> **ACTIVITY**
Report every line below that holds the word "instance".

> **DATA**
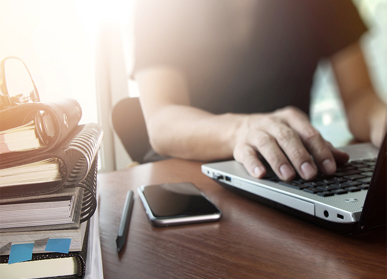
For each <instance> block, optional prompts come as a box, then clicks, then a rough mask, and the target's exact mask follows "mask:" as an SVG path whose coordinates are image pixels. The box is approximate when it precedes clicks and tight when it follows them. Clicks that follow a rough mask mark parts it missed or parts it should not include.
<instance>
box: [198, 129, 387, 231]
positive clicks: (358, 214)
mask: <svg viewBox="0 0 387 279" xmlns="http://www.w3.org/2000/svg"><path fill="white" fill-rule="evenodd" d="M386 148H387V134H386V136H385V138H384V141H383V144H382V147H381V148H380V150H378V149H377V148H376V147H374V146H373V145H372V144H370V143H362V144H354V145H349V146H346V147H343V148H340V149H341V150H343V151H345V152H347V153H348V154H349V156H350V160H349V162H348V163H346V164H345V165H343V166H338V169H337V171H336V173H335V174H334V175H332V176H324V175H322V174H319V175H318V176H317V177H316V179H314V180H312V181H304V180H302V179H301V178H295V179H294V180H293V181H288V182H285V181H281V180H279V179H278V177H277V176H276V175H275V174H274V172H273V171H271V170H269V169H268V175H266V176H265V178H264V179H256V178H253V177H251V176H250V175H249V174H248V172H247V171H246V169H245V168H244V167H243V165H242V164H240V163H238V162H236V161H235V160H230V161H223V162H215V163H208V164H204V165H202V167H201V169H202V172H203V173H204V174H205V175H207V176H208V177H210V178H212V179H214V180H216V181H217V182H218V183H220V184H221V185H223V186H224V187H226V188H228V189H230V190H232V191H234V192H236V193H238V194H240V195H242V196H245V197H247V198H250V199H253V200H256V201H258V202H260V203H263V204H266V205H269V206H271V207H274V208H277V209H280V210H281V211H284V212H287V213H290V214H292V215H295V216H297V217H299V218H302V219H305V220H307V221H310V222H313V223H315V224H318V225H320V226H323V227H326V228H328V229H331V230H335V231H338V232H342V233H349V234H357V233H363V232H366V231H369V230H372V229H375V228H379V227H385V226H386V219H387V217H386V199H387V195H386V188H387V182H386V178H387V166H386V158H387V150H386Z"/></svg>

> **YOUR SOLUTION**
For each <instance> block, optional prompts come as a box, then clicks, then a rough mask, and the target's exact mask follows "mask:" as an SVG path whose coordinates are image pixels. The box is approximate when it precedes clicks and tight when it follows them. Clicks that follow a rough mask mark parts it missed or parts it should not include.
<instance>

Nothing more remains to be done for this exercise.